Hay pasajes de la Sagrada Escritura que se prestan para contemplarlos en clave deportiva. Este es el caso del encuentro de Jesús con la mujer cananea, narrado en Mt 15, 21-28. Se parece a un juego de béisbol, donde la mujer cananea es la bateadora y Jesús es el lanzador. La gran diferencia que hay en este juego espiritual del otro béisbol que todos conocemos es que aquí Jesús, el lanzador, está siempre de nuestra parte. A veces, esto no lo vemos así y murmuramos como murmuraban los israelitas en el desierto; ¿Por qué me pasa esto? ¿Por qué esto es así? ¿Por qué te pido y…? ¡Nada! A veces nos preguntamos si es que Jesús se olvidó de nosotros o es que está en contra de nosotros. Como decía Santa Teresa de Jesús: “Si así tratas a tus amigos, con razón tienes tan pocos”. Si nuestra relación con Jesús es disfuncional es por culpa de nosotros, que no sabemos leer las señales. Nos gustaría que Jesús nos tirara la bolita fácil o que extendiera la mano y nos la aguantase allí para batearla sin problemas. Nosotros sabemos lo que nos gusta, pero Dios sabe lo que nos conviene. Dios es amor y todas sus obras son actos de amor. Si nos hace pasar por la calle de la amargura es porque quiere sacar lo mejor de nosotros. Es como el buen maestro. No puede sacar lo mejor de sus discípulos dándoles la clase boba y los exámenes que se pasen sin estudiar. No, el buen maestro le exige a sus discípulos con mano de hierro y guante de seda, o sea, con firmeza y amor.
Como todos los juegos tienen sus reglas, en este juego espiritual hay las suyas. La primera regla es que para poderse presentar a la caja de bateo hay que tener fe; fe en Jesús, en lo que dice, en que lo que dice se cumple y fe que se demuestra con obras. Podemos estar seguros que esa fe va a ser puesta a prueba, como fue puesta a prueba la fe de la mujer cananea. Ella viene de la región de Sidón. No era israelita. No acostumbraban juntarse con ellos los judíos. Ella sabe de dónde viene, pero reconoce la grandeza y el poder de Jesús. Se presenta con el bate de la fe y con los ojos clavados en Jesús a la caja de bateo. Pide un milagro. “¡Señor, Hijo de David, ten misericordia de mí! Mi hija es gravemente atormentada por un demonio”. Observen que no le dice a Jesús cómo lo tiene que hacer. Solo le expone su problema. Así mismo hizo la Santísima Virgen María en las bodas de Caná. “No tienen vino”. No se puso con aspavientos de: “Mira, hazte el milagrito, mira que yo soy tu madre, que la Ley dice honrar madre y padre, pruébales que tú eres el Hijo de Dios, avanza, que ya se están yendo los invitados, etc. etc. etc…”.

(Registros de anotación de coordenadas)
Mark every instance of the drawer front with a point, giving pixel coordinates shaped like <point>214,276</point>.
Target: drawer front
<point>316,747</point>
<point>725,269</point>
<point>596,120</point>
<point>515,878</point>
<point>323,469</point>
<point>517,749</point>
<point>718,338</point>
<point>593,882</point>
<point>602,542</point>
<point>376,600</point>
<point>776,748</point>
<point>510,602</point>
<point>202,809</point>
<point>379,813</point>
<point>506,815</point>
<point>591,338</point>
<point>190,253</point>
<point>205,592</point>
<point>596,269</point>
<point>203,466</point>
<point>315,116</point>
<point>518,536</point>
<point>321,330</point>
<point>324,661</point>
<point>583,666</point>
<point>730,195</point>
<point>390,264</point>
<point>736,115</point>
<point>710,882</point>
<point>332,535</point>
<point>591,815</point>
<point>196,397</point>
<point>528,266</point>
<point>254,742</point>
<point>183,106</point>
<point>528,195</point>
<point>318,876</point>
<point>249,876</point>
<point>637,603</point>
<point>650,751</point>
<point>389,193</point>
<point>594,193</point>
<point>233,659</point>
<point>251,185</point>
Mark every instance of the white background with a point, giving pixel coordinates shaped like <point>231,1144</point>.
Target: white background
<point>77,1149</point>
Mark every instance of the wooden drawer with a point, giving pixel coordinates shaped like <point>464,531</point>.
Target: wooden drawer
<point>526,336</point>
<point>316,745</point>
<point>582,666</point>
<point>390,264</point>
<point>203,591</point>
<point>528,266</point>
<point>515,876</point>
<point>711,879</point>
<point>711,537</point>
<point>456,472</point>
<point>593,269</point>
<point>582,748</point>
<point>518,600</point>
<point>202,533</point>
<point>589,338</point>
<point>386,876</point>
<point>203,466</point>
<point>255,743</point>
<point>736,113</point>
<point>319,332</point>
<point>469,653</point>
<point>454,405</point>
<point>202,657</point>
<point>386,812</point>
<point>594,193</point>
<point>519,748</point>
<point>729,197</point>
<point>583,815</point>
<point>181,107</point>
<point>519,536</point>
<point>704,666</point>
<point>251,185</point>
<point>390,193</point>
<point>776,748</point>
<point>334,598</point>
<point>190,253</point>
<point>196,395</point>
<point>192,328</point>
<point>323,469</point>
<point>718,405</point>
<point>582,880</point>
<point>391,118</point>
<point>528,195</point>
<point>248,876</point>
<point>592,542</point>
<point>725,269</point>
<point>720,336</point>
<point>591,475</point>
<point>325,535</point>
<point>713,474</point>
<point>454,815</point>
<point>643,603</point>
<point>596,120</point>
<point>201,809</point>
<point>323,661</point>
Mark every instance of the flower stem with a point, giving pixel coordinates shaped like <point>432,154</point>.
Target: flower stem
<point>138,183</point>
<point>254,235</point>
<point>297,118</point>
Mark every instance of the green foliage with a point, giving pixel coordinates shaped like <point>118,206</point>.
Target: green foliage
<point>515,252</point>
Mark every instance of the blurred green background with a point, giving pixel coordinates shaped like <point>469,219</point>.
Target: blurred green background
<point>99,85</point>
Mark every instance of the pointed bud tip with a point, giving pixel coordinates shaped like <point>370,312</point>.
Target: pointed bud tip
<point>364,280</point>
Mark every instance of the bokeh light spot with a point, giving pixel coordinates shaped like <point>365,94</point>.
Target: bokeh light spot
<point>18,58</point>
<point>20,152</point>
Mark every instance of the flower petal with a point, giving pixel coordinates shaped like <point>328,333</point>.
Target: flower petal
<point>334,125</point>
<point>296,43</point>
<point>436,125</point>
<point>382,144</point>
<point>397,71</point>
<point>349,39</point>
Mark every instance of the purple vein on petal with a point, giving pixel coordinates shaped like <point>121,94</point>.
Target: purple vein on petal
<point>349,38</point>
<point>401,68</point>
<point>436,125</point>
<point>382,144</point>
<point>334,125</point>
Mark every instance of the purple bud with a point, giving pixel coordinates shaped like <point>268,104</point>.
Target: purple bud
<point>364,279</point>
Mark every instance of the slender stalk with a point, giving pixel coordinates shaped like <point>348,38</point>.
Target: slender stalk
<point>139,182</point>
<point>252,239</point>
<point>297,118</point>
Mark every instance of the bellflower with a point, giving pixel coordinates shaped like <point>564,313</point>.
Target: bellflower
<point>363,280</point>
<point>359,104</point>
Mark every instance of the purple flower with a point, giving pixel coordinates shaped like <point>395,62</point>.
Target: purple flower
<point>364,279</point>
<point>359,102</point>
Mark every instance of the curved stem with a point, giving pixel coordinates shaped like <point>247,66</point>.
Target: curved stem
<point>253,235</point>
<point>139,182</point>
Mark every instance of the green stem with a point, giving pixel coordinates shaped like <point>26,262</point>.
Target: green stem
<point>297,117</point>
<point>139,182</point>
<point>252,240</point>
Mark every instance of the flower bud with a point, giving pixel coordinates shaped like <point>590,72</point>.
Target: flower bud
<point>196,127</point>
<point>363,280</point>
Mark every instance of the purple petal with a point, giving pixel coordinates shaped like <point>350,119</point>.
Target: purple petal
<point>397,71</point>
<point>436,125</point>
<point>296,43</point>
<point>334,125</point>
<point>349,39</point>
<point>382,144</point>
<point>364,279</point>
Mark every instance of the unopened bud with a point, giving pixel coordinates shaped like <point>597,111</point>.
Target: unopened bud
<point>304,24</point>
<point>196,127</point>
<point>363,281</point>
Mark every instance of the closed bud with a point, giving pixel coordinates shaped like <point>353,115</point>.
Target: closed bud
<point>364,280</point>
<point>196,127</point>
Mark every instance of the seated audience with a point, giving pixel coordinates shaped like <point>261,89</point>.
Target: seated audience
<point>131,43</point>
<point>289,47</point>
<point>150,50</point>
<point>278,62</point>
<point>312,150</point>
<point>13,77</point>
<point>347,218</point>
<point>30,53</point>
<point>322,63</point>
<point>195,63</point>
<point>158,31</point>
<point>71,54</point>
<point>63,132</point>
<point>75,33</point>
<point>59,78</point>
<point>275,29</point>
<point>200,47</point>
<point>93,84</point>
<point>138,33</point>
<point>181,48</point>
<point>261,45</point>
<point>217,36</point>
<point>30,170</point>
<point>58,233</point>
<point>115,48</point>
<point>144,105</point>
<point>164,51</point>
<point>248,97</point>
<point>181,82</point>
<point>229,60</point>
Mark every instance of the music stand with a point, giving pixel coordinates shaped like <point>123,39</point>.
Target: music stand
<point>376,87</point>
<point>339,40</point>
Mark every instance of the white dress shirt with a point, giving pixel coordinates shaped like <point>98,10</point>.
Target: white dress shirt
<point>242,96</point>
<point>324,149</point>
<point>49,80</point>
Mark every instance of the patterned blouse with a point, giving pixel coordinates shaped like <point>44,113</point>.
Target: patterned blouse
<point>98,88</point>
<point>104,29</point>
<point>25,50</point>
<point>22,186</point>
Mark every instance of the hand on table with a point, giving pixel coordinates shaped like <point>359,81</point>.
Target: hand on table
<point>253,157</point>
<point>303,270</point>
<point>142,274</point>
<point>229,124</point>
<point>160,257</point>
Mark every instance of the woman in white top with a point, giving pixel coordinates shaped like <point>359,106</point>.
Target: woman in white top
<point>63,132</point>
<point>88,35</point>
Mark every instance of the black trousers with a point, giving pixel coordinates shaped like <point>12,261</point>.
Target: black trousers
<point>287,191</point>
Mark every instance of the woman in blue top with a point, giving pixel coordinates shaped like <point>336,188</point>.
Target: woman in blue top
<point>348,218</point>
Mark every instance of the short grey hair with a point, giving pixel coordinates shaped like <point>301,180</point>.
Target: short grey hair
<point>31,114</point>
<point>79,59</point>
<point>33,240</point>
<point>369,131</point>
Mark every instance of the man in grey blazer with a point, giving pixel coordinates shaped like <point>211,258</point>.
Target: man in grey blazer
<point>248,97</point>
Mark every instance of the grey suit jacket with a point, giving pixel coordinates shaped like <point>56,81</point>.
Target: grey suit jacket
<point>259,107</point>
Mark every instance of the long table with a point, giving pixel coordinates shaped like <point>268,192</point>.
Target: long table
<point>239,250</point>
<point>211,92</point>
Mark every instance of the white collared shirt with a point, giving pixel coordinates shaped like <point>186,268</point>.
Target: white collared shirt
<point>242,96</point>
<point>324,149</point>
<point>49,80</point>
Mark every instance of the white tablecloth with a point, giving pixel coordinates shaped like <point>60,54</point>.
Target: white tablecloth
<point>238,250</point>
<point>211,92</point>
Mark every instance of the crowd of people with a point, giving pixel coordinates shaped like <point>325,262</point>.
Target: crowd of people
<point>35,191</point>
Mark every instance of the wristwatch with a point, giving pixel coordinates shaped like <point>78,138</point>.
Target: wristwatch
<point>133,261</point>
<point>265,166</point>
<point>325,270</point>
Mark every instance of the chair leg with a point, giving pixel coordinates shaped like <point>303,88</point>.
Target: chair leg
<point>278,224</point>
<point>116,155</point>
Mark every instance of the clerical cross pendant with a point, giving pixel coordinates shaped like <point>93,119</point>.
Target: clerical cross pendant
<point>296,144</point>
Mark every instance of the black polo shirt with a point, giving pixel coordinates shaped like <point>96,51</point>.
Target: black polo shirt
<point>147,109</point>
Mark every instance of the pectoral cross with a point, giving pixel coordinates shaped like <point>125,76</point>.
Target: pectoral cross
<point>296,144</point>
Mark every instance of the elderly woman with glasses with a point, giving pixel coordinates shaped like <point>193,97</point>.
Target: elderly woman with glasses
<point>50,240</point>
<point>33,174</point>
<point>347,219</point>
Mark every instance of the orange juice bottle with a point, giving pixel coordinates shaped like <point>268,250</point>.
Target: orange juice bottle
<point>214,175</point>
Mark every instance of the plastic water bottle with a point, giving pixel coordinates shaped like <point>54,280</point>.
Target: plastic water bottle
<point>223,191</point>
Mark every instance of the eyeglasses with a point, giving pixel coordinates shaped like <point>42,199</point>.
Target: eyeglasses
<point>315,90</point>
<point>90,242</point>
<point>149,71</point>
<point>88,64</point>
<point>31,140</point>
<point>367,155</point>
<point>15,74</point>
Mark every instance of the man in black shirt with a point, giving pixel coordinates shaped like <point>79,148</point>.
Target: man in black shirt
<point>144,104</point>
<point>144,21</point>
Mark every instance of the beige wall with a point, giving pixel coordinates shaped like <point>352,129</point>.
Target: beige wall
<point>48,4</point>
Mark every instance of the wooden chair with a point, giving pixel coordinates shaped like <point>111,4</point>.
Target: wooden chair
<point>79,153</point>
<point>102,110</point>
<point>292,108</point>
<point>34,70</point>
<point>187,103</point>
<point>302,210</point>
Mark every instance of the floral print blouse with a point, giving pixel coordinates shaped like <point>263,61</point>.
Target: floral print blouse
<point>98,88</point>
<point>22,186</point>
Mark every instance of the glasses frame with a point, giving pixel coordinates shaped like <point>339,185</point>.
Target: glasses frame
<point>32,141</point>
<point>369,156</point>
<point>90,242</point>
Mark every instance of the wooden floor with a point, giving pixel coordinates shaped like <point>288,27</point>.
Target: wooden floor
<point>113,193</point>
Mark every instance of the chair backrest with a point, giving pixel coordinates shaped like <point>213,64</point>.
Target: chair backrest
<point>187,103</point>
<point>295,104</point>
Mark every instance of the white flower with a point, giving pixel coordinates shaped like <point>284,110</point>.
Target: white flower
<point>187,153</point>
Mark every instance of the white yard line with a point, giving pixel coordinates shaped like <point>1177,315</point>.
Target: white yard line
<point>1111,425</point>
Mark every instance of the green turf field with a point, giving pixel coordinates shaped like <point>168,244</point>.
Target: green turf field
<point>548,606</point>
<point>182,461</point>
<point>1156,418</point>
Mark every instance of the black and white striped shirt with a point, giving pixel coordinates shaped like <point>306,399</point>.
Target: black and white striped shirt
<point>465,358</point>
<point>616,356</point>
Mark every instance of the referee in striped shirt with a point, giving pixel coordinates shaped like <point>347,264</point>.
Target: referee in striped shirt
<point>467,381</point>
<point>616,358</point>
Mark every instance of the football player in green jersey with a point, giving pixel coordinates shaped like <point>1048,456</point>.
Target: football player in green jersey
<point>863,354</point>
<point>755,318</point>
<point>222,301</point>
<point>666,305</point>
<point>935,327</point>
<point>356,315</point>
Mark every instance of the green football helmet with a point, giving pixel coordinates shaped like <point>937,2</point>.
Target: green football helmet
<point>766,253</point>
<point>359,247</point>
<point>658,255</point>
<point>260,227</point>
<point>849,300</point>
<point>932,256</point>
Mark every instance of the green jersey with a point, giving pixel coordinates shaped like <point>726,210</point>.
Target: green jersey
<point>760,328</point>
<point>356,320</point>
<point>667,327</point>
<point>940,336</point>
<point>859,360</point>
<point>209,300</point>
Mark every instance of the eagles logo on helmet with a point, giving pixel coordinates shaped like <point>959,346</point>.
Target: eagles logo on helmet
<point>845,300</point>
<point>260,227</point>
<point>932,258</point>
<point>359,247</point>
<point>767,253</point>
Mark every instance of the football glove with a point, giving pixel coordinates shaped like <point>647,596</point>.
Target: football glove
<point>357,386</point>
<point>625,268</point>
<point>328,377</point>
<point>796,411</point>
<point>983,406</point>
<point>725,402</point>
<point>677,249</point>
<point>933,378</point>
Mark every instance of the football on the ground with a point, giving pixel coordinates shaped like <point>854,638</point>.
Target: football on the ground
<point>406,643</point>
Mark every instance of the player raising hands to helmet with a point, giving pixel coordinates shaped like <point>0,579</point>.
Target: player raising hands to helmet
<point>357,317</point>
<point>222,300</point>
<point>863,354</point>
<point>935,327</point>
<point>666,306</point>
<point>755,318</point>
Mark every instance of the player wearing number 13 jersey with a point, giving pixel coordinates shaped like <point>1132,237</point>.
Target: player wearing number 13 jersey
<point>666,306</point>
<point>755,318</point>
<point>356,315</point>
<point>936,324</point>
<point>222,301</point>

#### [Tareas por hacer]
A: Responde estas preguntas sobre el texto de la mujer cananea, cada una en su línea y marcada igual:
(i) ¿En qué pasaje bíblico se narra el encuentro de Jesús con la mujer cananea?
(ii) ¿De qué región viene la mujer cananea?
(iii) ¿Qué le dijo la Santísima Virgen María a Jesús en las bodas de Caná?
B: Pasa a una lista numerada las líneas de los registros que empiezan en la que contiene "Mark every instance of the orange" y terminan en la que contiene "<point>214,175</point>", ambas incluidas, sin dejar líneas en blanco.
El texto y los registros son materiales independientes, sin relación entre sí.

#### [Soluciones a continuación]
A:
(i) En Mt 15, 21-28.
(ii) De la región de Sidón.
(iii) "No tienen vino".

B:
1. Mark every instance of the orange juice bottle with a point, giving pixel coordinates shaped like <point>268,250</point>.
2. Target: orange juice bottle
3. <point>214,175</point>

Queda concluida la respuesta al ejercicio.